## START
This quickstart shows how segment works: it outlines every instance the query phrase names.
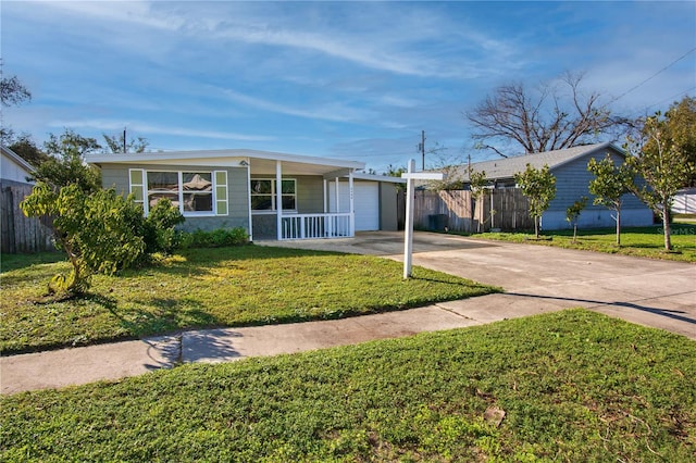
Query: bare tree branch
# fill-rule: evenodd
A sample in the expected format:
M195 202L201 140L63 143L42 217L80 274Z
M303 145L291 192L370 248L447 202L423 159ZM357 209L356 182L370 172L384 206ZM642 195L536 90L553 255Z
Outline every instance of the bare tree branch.
M497 147L510 141L525 153L559 150L595 141L611 128L625 123L612 117L601 95L584 96L581 84L584 74L566 73L556 84L544 83L529 89L520 83L495 89L464 117L474 128L472 138L480 147L508 157ZM560 84L560 85L558 85Z

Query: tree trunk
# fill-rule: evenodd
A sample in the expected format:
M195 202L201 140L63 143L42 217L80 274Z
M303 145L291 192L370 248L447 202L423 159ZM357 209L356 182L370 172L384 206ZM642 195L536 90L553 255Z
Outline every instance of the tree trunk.
M664 229L664 250L672 250L672 230L670 228L670 211L667 201L662 203L662 228Z

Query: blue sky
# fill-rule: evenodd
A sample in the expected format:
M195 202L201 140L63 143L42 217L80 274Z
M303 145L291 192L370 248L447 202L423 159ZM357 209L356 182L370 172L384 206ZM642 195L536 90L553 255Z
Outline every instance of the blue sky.
M420 163L421 130L427 150L444 148L427 166L493 158L473 149L462 112L510 82L584 72L584 90L620 97L612 108L630 115L696 95L693 1L0 9L3 71L33 93L3 123L39 143L65 127L101 140L125 126L152 150L250 148L383 172Z

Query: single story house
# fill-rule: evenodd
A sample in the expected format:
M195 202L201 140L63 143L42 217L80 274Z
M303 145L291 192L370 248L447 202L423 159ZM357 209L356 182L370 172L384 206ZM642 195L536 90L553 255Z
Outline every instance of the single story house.
M600 161L609 154L616 164L624 162L626 153L611 142L586 145L563 150L524 154L514 158L497 159L472 163L476 172L485 172L492 188L512 188L515 186L514 174L524 172L526 164L535 168L548 165L556 177L556 198L542 216L544 229L563 229L571 225L566 220L566 210L583 196L588 198L587 207L581 213L577 225L583 228L611 227L616 225L613 211L602 205L593 205L589 193L589 182L594 175L587 171L591 159ZM469 182L468 165L459 165L453 177ZM626 193L621 208L621 224L625 226L645 226L654 223L652 211L634 195Z
M133 195L145 214L161 198L186 230L244 227L251 239L352 237L397 229L400 178L364 163L246 149L88 154L102 184Z

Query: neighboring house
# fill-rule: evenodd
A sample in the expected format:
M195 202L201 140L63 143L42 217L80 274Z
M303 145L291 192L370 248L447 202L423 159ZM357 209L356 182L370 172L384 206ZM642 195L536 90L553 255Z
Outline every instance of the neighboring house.
M0 165L0 185L2 187L12 185L32 185L27 177L32 176L34 167L22 159L18 154L4 146L2 151L2 164Z
M102 184L130 193L147 214L161 198L187 230L243 227L251 239L355 236L397 229L396 184L364 164L254 150L88 154Z
M592 158L600 161L607 154L610 154L617 164L622 163L626 157L626 153L620 148L611 142L605 142L477 162L472 163L471 167L477 172L484 171L494 188L510 188L515 186L514 174L524 172L527 163L535 168L540 168L546 164L556 177L556 198L542 216L544 229L570 227L570 224L566 221L566 209L583 196L586 196L589 200L586 209L580 215L577 225L585 228L610 227L616 225L612 217L613 211L601 205L592 204L593 196L589 193L588 186L594 175L587 172L587 163ZM468 166L458 166L456 173L451 175L468 183ZM645 226L651 225L652 222L652 211L649 208L633 195L623 197L623 205L621 208L622 225Z

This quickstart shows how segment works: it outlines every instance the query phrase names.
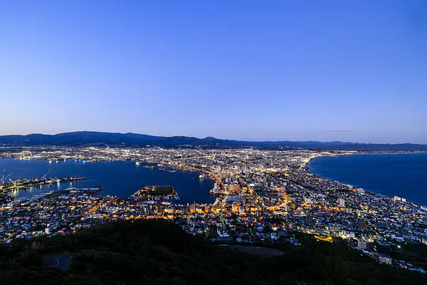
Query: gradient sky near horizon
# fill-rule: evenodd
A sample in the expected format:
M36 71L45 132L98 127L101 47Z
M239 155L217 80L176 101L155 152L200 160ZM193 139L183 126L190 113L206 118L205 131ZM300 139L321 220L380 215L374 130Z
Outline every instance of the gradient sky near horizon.
M427 144L427 1L0 0L0 135Z

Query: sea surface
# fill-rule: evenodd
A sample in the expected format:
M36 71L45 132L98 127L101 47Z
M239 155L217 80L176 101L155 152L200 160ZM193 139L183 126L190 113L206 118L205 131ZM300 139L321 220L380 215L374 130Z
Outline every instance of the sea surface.
M170 172L159 168L147 168L143 165L136 165L130 161L85 162L81 160L60 161L58 163L36 160L18 160L0 159L0 178L12 172L10 178L40 179L46 174L48 177L85 177L88 179L73 182L76 188L102 186L107 187L101 192L104 195L114 195L127 198L138 190L147 185L172 185L180 200L176 204L210 203L215 201L209 191L214 187L214 181L199 179L199 173L189 171ZM51 188L33 189L14 192L18 197L64 190L70 187L68 182L53 184Z
M309 171L385 196L427 206L427 153L355 155L312 160Z

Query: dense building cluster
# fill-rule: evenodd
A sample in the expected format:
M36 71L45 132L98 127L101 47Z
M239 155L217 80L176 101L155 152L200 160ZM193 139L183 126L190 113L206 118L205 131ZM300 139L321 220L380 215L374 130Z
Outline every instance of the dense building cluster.
M344 239L381 263L421 270L376 252L376 246L427 244L427 208L318 177L307 170L320 156L354 152L307 150L31 147L4 149L16 159L132 160L147 167L195 170L215 181L211 204L132 197L123 200L74 190L27 200L5 200L0 240L73 232L115 219L164 218L220 242L298 244L295 232ZM178 193L179 194L179 193ZM179 200L176 201L179 203Z

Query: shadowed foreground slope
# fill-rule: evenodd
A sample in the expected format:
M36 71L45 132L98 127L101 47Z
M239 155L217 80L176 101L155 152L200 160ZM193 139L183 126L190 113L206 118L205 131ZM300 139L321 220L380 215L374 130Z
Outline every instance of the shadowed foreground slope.
M0 247L0 284L427 284L424 274L382 266L342 243L307 237L303 244L264 257L208 243L163 220L117 222ZM68 271L42 266L45 254L65 252Z

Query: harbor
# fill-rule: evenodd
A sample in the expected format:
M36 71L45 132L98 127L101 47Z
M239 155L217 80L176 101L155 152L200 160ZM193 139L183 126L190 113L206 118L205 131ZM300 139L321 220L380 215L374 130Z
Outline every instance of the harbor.
M9 182L6 182L9 179ZM19 179L12 180L7 176L4 175L0 181L0 193L5 194L11 191L28 190L33 188L50 188L53 184L60 184L67 182L85 180L86 177L61 177L48 178L46 176L41 179Z

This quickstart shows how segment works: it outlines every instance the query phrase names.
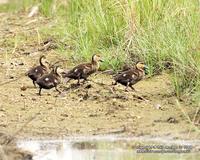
## END
■ **YOUR GOAL**
Please put the lines above into a JSON list of strings, one string per line, with blank lines and the pictures left out.

■ **THE COMPLETED TASK**
[
  "This quickstart shows how segment works: it outlines every instance the query phrase names.",
  "Query: bare tree branch",
  "# fill-rule: evenodd",
  "A sample in the expected format:",
  "M195 202L201 140L63 143L42 217L80 274Z",
  "M303 145L291 192L370 248L447 202L423 159ZM357 209L356 182L370 172L384 206ZM642 195L536 90L553 255Z",
  "Outline every instance of the bare tree branch.",
  "M497 147L510 141L525 153L559 150L595 141L611 128L625 123L612 117L601 95L584 96L581 84L584 74L566 73L556 84L544 83L529 89L520 83L495 89L464 117L474 128L472 138L480 147L508 157ZM560 84L560 85L558 85Z",
  "Query: tree trunk",
  "# fill-rule: evenodd",
  "A sample in the expected format:",
  "M195 202L201 140L63 143L42 217L80 274Z",
  "M303 145L291 192L370 248L447 202L423 159ZM357 209L356 182L370 172L384 206ZM642 195L536 90L553 255Z",
  "Outline every instance of the tree trunk.",
  "M664 229L664 250L672 250L672 230L670 228L670 211L667 201L662 203L662 228Z",
  "Query: blue sky",
  "# fill-rule: evenodd",
  "A sample in the expected format:",
  "M195 202L201 140L63 143L42 217L80 274Z",
  "M303 145L291 192L370 248L447 202L423 159ZM357 209L356 182L370 172L384 206ZM642 195L536 90L553 255Z",
  "Outline every instance of the blue sky.",
  "M420 163L421 130L427 150L444 148L427 166L493 158L473 149L462 112L510 82L584 72L584 90L620 97L612 108L630 115L696 95L693 1L0 9L3 71L33 93L3 123L39 143L65 127L101 140L125 126L152 150L250 148L383 172Z",
  "Query: single story house",
  "# fill-rule: evenodd",
  "A sample in the expected format:",
  "M195 202L201 140L63 143L42 217L80 274Z",
  "M303 145L291 192L370 248L447 202L423 159ZM357 209L356 182L370 172L384 206ZM642 195L536 90L553 255Z",
  "Outline every instance of the single story house.",
  "M600 161L609 154L616 164L624 162L626 153L611 142L586 145L563 150L524 154L514 158L497 159L472 163L476 172L485 172L492 188L512 188L515 186L514 174L524 172L526 164L535 168L548 165L556 177L556 198L542 216L544 229L563 229L571 225L566 220L566 210L583 196L588 198L587 207L581 213L577 225L583 228L611 227L616 225L613 211L602 205L593 205L589 193L589 182L594 175L587 171L591 159ZM469 182L468 165L459 165L453 177ZM626 193L621 208L621 224L625 226L645 226L654 223L652 211L634 195Z",
  "M133 195L145 214L161 198L186 230L244 227L251 239L352 237L397 229L400 178L364 163L246 149L88 154L102 184Z",
  "Query: neighboring house",
  "# fill-rule: evenodd",
  "A sample in the expected format:",
  "M195 202L201 140L63 143L42 217L80 274Z",
  "M303 145L291 192L370 248L447 202L423 159ZM357 209L356 182L370 172L384 206ZM642 195L536 90L553 255Z",
  "Outline every instance of the neighboring house.",
  "M0 165L0 185L2 187L12 185L32 185L27 177L32 176L34 167L22 159L18 154L4 146L2 151L2 164Z",
  "M102 184L130 193L147 214L161 198L187 230L243 227L251 239L355 236L397 229L396 184L364 164L254 150L88 154Z",
  "M592 158L600 161L607 154L610 154L617 164L622 163L626 157L626 153L620 148L611 142L605 142L477 162L472 163L471 167L477 172L484 171L494 188L510 188L515 186L514 174L524 172L527 163L535 168L540 168L546 164L556 177L556 198L542 216L544 229L570 227L570 224L566 221L566 209L583 196L586 196L589 200L586 209L580 215L577 225L585 228L610 227L616 225L612 217L613 211L601 205L592 204L593 196L589 193L588 186L594 175L587 172L587 163ZM468 166L458 166L456 173L451 175L468 183ZM645 226L651 225L652 222L652 211L649 208L633 195L623 197L623 205L621 208L622 225Z",
  "This quickstart shows how segment works: it outlines every instance the query phrase names.",
  "Query: gradient sky near horizon",
  "# fill-rule: evenodd",
  "A sample in the expected format:",
  "M36 71L45 132L98 127L101 47Z",
  "M239 155L217 80L176 101L155 152L200 160ZM193 139L183 126L190 113L206 118L205 131ZM300 139L321 220L380 215L374 130Z",
  "Outline every instance of the gradient sky near horizon.",
  "M427 144L427 1L0 0L0 135Z",
  "Query: sea surface",
  "# fill-rule: evenodd",
  "A sample in the expected format:",
  "M36 71L45 132L98 127L101 47Z",
  "M239 155L217 80L176 101L155 152L200 160ZM193 139L183 126L190 113L206 118L205 131ZM300 139L321 220L380 215L374 130Z",
  "Outline every instance of the sea surface.",
  "M170 172L159 168L147 168L143 165L136 165L130 161L85 162L81 160L60 161L58 163L36 160L18 160L0 159L0 178L12 172L10 178L40 179L46 174L48 177L85 177L88 179L73 182L76 188L102 186L107 187L101 192L104 195L114 195L127 198L138 190L147 185L172 185L180 200L176 204L210 203L215 201L209 191L214 187L214 181L199 179L199 173L189 171ZM51 188L33 189L14 192L18 197L64 190L70 187L68 182L53 184Z",
  "M309 171L385 196L427 206L427 153L355 155L312 160Z",
  "Query: dense building cluster",
  "# fill-rule: evenodd",
  "A sample in the expected format:",
  "M36 71L45 132L98 127L101 47Z",
  "M239 155L217 80L176 101L155 152L200 160ZM193 139L183 126L190 113L206 118L205 131ZM300 139L321 220L380 215L374 130Z",
  "Outline every instance of the dense building cluster.",
  "M344 239L381 263L421 270L376 252L376 246L427 244L427 208L318 177L307 170L320 156L354 152L307 150L31 147L4 149L16 159L132 160L147 167L195 170L215 181L211 204L132 197L123 200L74 190L27 200L5 200L0 240L73 232L115 219L164 218L220 242L298 244L295 232ZM178 193L179 194L179 193ZM179 200L176 201L179 203Z",
  "Query: shadowed foreground slope",
  "# fill-rule: evenodd",
  "A sample in the expected format:",
  "M36 71L45 132L98 127L101 47Z",
  "M239 155L217 80L176 101L155 152L200 160ZM193 139L183 126L190 113L206 118L205 131ZM300 139L321 220L380 215L374 130Z",
  "Outline every instance of the shadowed foreground slope.",
  "M0 247L0 284L427 284L424 274L382 266L342 243L307 237L303 244L264 257L208 243L163 220L117 222ZM68 271L42 266L45 254L65 252Z",
  "Query: harbor",
  "# fill-rule: evenodd",
  "A sample in the expected format:",
  "M36 71L45 132L98 127L101 47Z",
  "M239 155L217 80L176 101L155 152L200 160ZM193 139L183 126L190 113L206 118L205 131ZM300 139L321 220L380 215L374 130Z",
  "Outline every instance of the harbor.",
  "M9 182L6 182L9 179ZM19 179L12 180L7 176L4 175L0 181L0 193L5 194L11 191L28 190L33 188L50 188L53 184L60 184L67 182L85 180L86 177L61 177L48 178L46 176L41 179Z",
  "This quickstart shows how segment works: it outlines every instance the query phrase names."
]